— Start SUPPLIED TEXT —
The Giocond, is a portrait on wood of the wife of a Florentine, painted by Leonardo di ser Piero Da Vinci between 1503 and 1519 and displayed in the room of the Gioconda, Room 771.

It seems that a visit to the most famous museum in the world has no value if you do not stop for a few seconds to see Leonardo’s famous lady. If you’ve been there, you will have queued in the first-floor room and been kept away by security to see it behind thick glass. Yet even in that crowd we are there for a few moments to consciously admire (or perhaps not) the portrait of a young woman who lived 500 years ago in Florence. Admiration and frenzy, in the short time of taking a picture in the perhaps unique event of being there. On an evening visit to the Louvre, you may be lucky enough to see it without the crowds and you may have time to test the famous gaze that follows you everywhere. Leonardo perfectly calculated every effect of wonder. The penetrating gaze of the Mona Lisa captures ours from afar, with a perfect eye-shadow that is the envy of makeup artist. What is notoriously surprising for many is the small size of the portrait compared to the enormous fame. Now to explain the first myth.

Room of the Gioconda, Musée du Louvre. First floor. November 2019

Why so big yet so small?
— End SUPPLIED TEXT —
According to the passage on the Mona Lisa, between which years was the portrait painted? The material bears no relation to the passage on the Mona Lisa.
— Start RECORDED DATA —
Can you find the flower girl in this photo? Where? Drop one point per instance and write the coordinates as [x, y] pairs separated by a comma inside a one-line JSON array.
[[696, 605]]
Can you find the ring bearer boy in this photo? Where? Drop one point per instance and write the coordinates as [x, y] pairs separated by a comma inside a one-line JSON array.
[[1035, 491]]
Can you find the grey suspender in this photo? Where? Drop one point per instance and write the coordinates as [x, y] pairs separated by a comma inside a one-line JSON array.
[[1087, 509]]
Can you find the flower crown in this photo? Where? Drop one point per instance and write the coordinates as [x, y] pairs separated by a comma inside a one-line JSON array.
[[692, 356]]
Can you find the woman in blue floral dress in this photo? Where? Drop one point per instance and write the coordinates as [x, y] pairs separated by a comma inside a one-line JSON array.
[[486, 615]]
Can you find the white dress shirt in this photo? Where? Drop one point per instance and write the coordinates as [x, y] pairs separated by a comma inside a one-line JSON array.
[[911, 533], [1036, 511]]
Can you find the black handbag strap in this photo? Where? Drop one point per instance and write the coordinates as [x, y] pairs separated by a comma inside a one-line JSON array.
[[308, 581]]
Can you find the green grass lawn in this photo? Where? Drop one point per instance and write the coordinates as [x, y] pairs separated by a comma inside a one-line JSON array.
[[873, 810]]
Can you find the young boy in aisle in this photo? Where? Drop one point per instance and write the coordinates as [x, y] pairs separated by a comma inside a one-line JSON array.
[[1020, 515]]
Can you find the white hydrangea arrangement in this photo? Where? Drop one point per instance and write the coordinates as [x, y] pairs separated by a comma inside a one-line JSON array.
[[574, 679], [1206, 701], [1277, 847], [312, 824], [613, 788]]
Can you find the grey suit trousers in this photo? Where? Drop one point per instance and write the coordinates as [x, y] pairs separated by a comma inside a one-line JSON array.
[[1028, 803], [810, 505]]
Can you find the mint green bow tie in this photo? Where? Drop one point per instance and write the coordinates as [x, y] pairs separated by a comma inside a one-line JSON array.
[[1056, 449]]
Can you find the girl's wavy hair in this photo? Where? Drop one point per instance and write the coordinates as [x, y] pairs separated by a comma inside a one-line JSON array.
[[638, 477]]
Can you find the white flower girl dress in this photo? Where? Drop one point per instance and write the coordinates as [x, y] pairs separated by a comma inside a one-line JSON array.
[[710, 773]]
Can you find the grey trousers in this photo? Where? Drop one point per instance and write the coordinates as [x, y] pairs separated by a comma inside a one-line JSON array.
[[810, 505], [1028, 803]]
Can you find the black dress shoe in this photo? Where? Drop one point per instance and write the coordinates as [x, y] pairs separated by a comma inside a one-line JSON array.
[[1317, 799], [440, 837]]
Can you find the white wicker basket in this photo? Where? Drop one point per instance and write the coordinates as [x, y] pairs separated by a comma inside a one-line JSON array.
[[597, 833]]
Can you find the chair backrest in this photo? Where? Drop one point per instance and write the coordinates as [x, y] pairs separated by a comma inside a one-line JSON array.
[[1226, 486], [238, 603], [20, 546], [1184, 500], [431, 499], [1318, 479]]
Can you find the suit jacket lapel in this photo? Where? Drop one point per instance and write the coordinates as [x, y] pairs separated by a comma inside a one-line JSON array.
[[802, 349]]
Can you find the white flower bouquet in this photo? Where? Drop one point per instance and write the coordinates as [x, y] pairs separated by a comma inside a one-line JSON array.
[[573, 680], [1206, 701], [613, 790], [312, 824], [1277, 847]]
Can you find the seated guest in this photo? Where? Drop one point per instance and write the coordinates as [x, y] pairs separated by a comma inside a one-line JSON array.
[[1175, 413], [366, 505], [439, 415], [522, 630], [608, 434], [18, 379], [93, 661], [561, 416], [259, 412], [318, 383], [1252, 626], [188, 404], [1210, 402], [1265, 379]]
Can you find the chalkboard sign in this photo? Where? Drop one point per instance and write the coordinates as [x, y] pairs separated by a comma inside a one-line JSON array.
— End RECORDED DATA —
* [SOLUTION BELOW]
Between 1503 and 1519.